§ **Exercise objective**
Each entry is to be given again exactly; drop the images.

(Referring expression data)
──────────────────────────────
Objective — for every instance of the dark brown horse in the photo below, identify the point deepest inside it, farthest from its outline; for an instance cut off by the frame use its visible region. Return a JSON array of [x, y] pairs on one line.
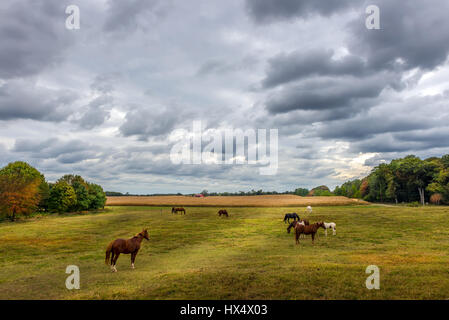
[[293, 224], [175, 210], [223, 212], [125, 246], [310, 229]]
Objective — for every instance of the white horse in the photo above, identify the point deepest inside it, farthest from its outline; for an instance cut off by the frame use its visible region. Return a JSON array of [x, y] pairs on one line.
[[330, 225], [302, 235]]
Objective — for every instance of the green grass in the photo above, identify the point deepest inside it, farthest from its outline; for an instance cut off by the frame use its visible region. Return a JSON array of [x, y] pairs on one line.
[[247, 256]]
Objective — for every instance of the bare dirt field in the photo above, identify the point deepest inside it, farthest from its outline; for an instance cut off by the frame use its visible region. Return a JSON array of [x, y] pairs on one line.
[[232, 201]]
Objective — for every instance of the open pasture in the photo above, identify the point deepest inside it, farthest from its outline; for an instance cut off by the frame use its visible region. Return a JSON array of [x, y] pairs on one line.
[[246, 256], [287, 200]]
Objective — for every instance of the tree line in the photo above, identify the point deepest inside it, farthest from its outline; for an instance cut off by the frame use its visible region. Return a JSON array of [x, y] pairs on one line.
[[407, 179], [24, 190]]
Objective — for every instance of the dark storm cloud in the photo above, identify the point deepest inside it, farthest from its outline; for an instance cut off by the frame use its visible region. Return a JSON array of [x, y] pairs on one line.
[[96, 113], [33, 36], [149, 122], [25, 100], [130, 15], [265, 11], [366, 126], [325, 94], [297, 65], [386, 143], [417, 32], [70, 151]]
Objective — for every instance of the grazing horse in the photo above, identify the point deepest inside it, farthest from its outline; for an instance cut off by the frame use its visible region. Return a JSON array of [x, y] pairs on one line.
[[175, 210], [303, 222], [310, 229], [289, 216], [330, 225], [223, 212], [293, 225], [125, 246]]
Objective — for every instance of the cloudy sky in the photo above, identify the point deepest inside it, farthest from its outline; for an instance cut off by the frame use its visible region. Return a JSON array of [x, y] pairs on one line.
[[103, 101]]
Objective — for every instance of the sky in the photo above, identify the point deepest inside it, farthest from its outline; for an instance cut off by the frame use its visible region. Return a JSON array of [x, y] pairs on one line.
[[104, 101]]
──────────────────────────────
§ **Result**
Objective — for every instance of the dark brown horse in the photo below, identify the point deepest inside it, farthest from its outline; for an instance cut off by the frame use its visible region. Return a JSON array of [x, y] pairs on one line.
[[293, 224], [175, 210], [223, 212], [125, 246], [310, 229]]
Objective — for every instance of the white horse in the photo above, identify the point deepest inside it, farthest from its outline; for an instance cut off by the frame use its visible region. Return a JSON array of [x, y] pairs on one line.
[[330, 225], [302, 235]]
Objective — for every instance of the green grass in the photo above, identify the point deepest inside it, farthest from its outline; for an instance cut off by the frame use its visible region. Return a JSON array of [x, y] pairs on one line.
[[247, 256]]
Objective — for every instance of the bare dirt field in the photo above, identify the point deepest inside it, farthest from its outline; for an instance cut off by the frame use its visible region. Return a JSON array of [x, y] pairs on one line.
[[232, 201]]
Objective — for every instance of the open pasture in the photo above, identify the point deepest inside it, farthest from its outline; for an instance cut off by the frame use its visible region. Return a JSON array of [x, y] pairs on one line.
[[246, 256], [287, 200]]
Objective — for every instance of the tree line in the photo above, identify the point deepest inside it, farthest from its outline; for an instance cut off by the frame use its visible region. Return a JSON array of [x, y] pairs on one line.
[[407, 179], [24, 190]]
Objective — for every instance of the dark storm cloud in the photo above, identify the point deepest inside it, farthest from its outline; for an instance cut off by the frame use its visible region. Return a JSON array of [x, y] pairs on one line.
[[96, 113], [33, 36], [149, 122], [25, 100], [130, 15], [265, 11], [366, 126], [325, 94], [297, 65], [386, 143], [417, 32], [70, 151]]
Objective — for every instance of the grazing horse in the photo above, identify the point deepest inside it, farthest from its outline; for an instance cut off by the frame use its visible region. Return a JSON array of [x, y] pairs on one line.
[[175, 210], [303, 222], [310, 229], [289, 216], [330, 225], [223, 212], [293, 225], [125, 246]]
Objective — for every instance of the cloudy sky in the photo above, identify the point deepest inside it, farthest from its outline; for an instance cut off by the frame use its visible region. Return a JSON array of [x, y] pairs on one line.
[[103, 101]]
Objective — for every instance of the sky in the photo above, identify the point deepest inside it, farthest from its outline; for an instance cut off by the frame use its visible region. Return a JSON array of [x, y] pairs on one line.
[[104, 101]]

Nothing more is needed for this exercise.